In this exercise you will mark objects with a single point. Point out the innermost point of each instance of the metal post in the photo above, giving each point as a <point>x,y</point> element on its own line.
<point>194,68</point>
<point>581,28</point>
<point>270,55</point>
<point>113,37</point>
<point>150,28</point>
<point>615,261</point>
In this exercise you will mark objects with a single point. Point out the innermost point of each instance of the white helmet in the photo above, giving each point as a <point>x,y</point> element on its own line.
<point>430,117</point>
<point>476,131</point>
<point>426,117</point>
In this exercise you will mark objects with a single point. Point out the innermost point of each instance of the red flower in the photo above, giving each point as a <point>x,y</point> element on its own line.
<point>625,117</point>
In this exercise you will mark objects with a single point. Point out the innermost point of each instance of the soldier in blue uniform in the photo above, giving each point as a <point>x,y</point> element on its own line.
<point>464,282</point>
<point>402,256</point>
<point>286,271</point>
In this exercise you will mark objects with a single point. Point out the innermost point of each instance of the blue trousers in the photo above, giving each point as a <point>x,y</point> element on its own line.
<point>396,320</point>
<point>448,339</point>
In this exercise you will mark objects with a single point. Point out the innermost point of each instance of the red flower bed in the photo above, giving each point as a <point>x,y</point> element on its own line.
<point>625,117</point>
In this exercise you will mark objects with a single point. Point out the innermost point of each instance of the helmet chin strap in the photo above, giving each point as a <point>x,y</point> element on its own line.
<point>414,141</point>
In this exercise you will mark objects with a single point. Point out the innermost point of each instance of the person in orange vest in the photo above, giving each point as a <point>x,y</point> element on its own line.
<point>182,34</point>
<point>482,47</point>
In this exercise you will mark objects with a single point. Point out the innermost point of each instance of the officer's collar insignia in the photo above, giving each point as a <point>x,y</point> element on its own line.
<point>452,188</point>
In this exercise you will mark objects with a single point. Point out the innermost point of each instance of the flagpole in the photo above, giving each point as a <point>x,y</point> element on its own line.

Exercise objective —
After finding the line that contains "of the blue" in the records above, copy that line and each one after it exactly, through the final line.

Response to this exercise —
In this exercise you will mark objects with a single point. Point out the innermost point of each instance of the blue trousers in the photo above, giving each point as a <point>x,y</point> element on its own line.
<point>396,320</point>
<point>448,339</point>
In this exercise you will mark objects with a single point. Point out the innermost point of each instance of the red flower bed in the photo above, giving each point as a <point>x,y</point> element on its own line.
<point>625,117</point>
In this exercise you will mark objects with a single point. Point out the innermost point of each instance of the helmet chin strap in the photo above, giving each point as a <point>x,y</point> element on its own line.
<point>414,141</point>
In this exercise you will mark objects with a single point. Point out the innermost point of each instance of the person in orange vest in the photo above, giving each point as a <point>x,y</point> element on its own line.
<point>182,34</point>
<point>482,47</point>
In this exercise you will mark objects with a single point. Point out the innermost point of each instance of the officer's collar insignia in the photo above, giving each point as a <point>x,y</point> element on its own line.
<point>452,188</point>
In this exercise you will mark objects with a single point. Point out the innermost point of each instance of the flagpole in the photo above, giving each point as a <point>x,y</point> element on its own line.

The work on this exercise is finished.